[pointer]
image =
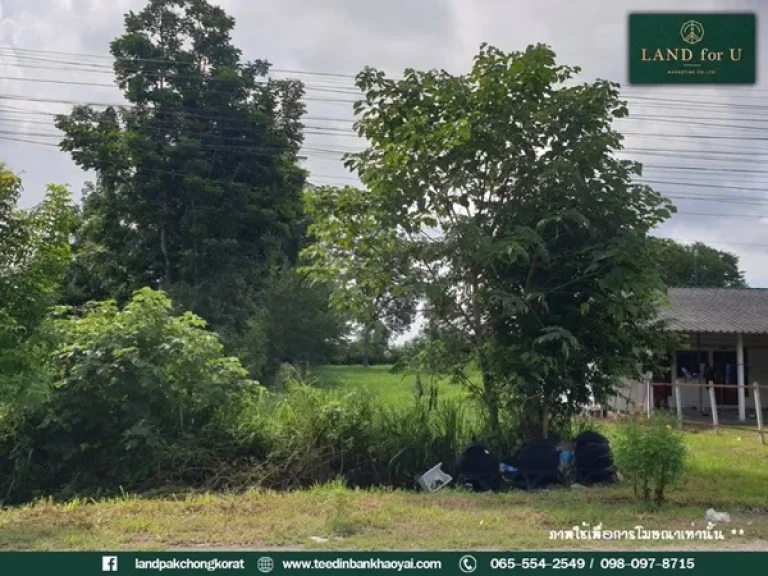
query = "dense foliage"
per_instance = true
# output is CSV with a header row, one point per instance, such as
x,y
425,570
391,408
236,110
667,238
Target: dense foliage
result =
x,y
199,188
138,397
651,454
34,252
697,265
495,198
⁂
TASK STATEMENT: Can you restate all the records above word for word while dropping the pictures?

WRITTEN ANSWER:
[pointer]
image =
query = "dense foliage"
per_instance = true
# output is CSV with a header row, one point per instance, such as
x,y
425,570
391,408
236,110
667,238
Target: dense foliage
result =
x,y
199,188
138,397
651,454
34,252
697,265
495,198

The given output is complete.